--- DOCUMENT SECTION ---
○ ○ ○ ○
He bounded up the stairs behind me. I quickened my pace.

“WHAT DID YOU SAY?”

I shut my bedroom door. I was safe again, “Nothing!” I shouted back.

“If you are nasty then I will be nasty. If you are good then I will be good”.

I’m 23 in under a month. What kind of a father days that? He has never treated me like a daughter, never. He never lets me feel anything, I’m not allowed emotion. I have to be a robot at all times. I cannot cry, that’s wrong. I cannot get angry, that’s wrong too. I can’t even act like a child sometimes. I’m not allowed ‘bad moments’. I have to be perfect. I have no free will. He keeps using money as a threat. If he ever gives me anything he has accounts for how much, when and where. I can’t breathe! Let me breathe.

This was how my father behaved nine years ago. Yet right up until his death he never changed. He had the same attitude towards me till the very end. He held all the power. Not any more.

You only have power over people so long as you don’t take everything away from them. But when you’ve robbed a man of everything, he’s no longer in your power – he’s free again.
Aleksandr Solzhenitsyn

The daily torture.

He is dead and gone.

I never have to see his face again.
○ ○ ○ ○
--- EXTRACTED DATA ---
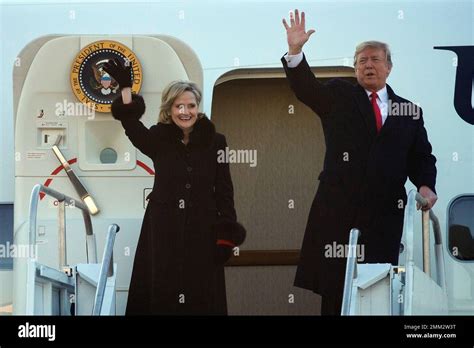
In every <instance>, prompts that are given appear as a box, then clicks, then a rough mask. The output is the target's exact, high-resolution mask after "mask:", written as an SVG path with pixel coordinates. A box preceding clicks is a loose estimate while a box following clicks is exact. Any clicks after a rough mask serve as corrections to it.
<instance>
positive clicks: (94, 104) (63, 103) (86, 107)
mask: <svg viewBox="0 0 474 348" xmlns="http://www.w3.org/2000/svg"><path fill="white" fill-rule="evenodd" d="M55 107H56V108H55V111H54V113H55V114H56V116H60V117H65V116H87V119H88V120H93V119H94V118H95V103H73V102H68V101H67V100H66V99H64V100H63V102H62V103H56V104H55Z"/></svg>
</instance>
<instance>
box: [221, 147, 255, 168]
mask: <svg viewBox="0 0 474 348" xmlns="http://www.w3.org/2000/svg"><path fill="white" fill-rule="evenodd" d="M217 163H248V164H249V166H250V167H253V168H254V167H256V166H257V150H243V149H241V150H231V149H229V147H227V146H226V148H225V149H224V150H223V149H220V150H218V151H217Z"/></svg>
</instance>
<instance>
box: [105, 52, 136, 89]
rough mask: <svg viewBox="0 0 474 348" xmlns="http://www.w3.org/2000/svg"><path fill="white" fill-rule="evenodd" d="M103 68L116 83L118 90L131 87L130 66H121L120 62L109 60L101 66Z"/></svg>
mask: <svg viewBox="0 0 474 348" xmlns="http://www.w3.org/2000/svg"><path fill="white" fill-rule="evenodd" d="M103 68H104V70H105V71H106V72H107V73H109V75H110V76H112V77H113V78H114V80H115V81H117V83H118V84H119V87H120V89H122V88H125V87H132V67H131V66H130V65H129V66H123V65H122V64H121V63H120V62H117V60H115V59H109V61H108V62H107V63H105V64H104V65H103Z"/></svg>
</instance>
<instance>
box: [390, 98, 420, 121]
mask: <svg viewBox="0 0 474 348" xmlns="http://www.w3.org/2000/svg"><path fill="white" fill-rule="evenodd" d="M387 112H388V116H405V117H412V118H413V119H414V120H418V119H420V117H421V107H420V103H412V102H394V101H392V100H391V99H389V101H388V105H387Z"/></svg>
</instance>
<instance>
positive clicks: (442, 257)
mask: <svg viewBox="0 0 474 348" xmlns="http://www.w3.org/2000/svg"><path fill="white" fill-rule="evenodd" d="M415 202H418V203H419V204H420V206H421V207H425V206H426V205H427V204H428V201H427V200H426V199H425V198H424V197H423V196H421V195H420V194H419V193H418V192H416V191H415V190H410V192H409V193H408V200H407V206H406V210H405V217H404V221H403V233H404V235H405V238H406V239H407V245H406V250H407V258H406V259H407V262H406V263H405V264H406V265H407V264H408V263H409V262H414V261H413V254H414V252H413V245H414V235H413V221H414V216H415V209H416V206H415ZM430 220H431V222H432V224H433V234H434V239H435V255H436V266H437V267H436V271H437V278H438V285H439V286H440V287H441V288H442V289H443V291H446V289H447V287H446V273H445V264H444V254H443V246H442V243H443V242H442V238H441V228H440V224H439V220H438V217H437V216H436V215H435V213H434V212H433V210H431V209H430V210H427V211H423V212H422V223H423V271H424V272H425V273H427V274H428V275H429V274H430V249H429V221H430ZM359 235H360V231H359V230H358V229H356V228H353V229H351V232H350V236H349V255H348V256H347V262H346V274H345V279H344V292H343V300H342V307H341V315H349V310H350V302H351V296H352V283H353V280H354V278H356V277H357V257H356V253H355V249H356V247H357V242H358V239H359ZM410 301H411V299H410V298H408V299H406V305H408V304H409V302H410Z"/></svg>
○ ○ ○ ○
--- REQUIREMENT 1 ---
In the passage about the father, what does the father keep using as a threat?
--- REQUIREMENT 2 ---
Continue the passage about the father, starting after its final sentence.
The items are separate material, apart from the passage about the father.

--- EXPECTED OUTPUT 1 ---
Money.

--- EXPECTED OUTPUT 2 ---
Yet I do see him every day. Every day, on my way to work and every day on my way back home, there he is – the abuser. Since moving in with my mother, I have the unfortunate daily routine of passing his house on the train. The tube rarely travels overground in London except in some cases. The tracks run, for a short while, behind my childhood home. The prison where he kept me under his control. The garden with no way out into the world, trapped by those blasted tracks. The building that never sheltered me from the storm raging in my father or protect me from his thunderous nature.

Every day I have to pass it.

The residence of torture and his haven of abuse. That solitary confinement that controlled and watched over me. His sadistic dungeon of emotional perversion. I know it is coming as soon as light appears after the darkness of the tunnel. I am expecting it, awaiting it and fearing it. I have tried to avoid it by sitting with my back to it and although physically it helps, mentally I am completely aware of what is burning into my back. It is unfortunate my mother lives in the same area as my father did and that I have to endure this journey each day.

Occasionally, I peer in. Worse, if the train stops by the house (which it can do), I am forced to stare into each room. Nothing has changed which only sparks more anxiety in me as if he’ll appear at any moment. I look hard to see any shadow but nothing materializes. Instead the rooms look the same as when I left them. The stress and panic in me builds within a few short seconds. By then he has imprinted himself in my mind.

We will move out of this area. That is a guarantee. I cannot do with this daily torture for the rest of my life. I never want to see that house again.

4. Back to a time of despair.

The final thing I uncovered from my bedroom was a bunch of folded, hidden papers. I only read them recently and was thrown back in time to seventeen years of age.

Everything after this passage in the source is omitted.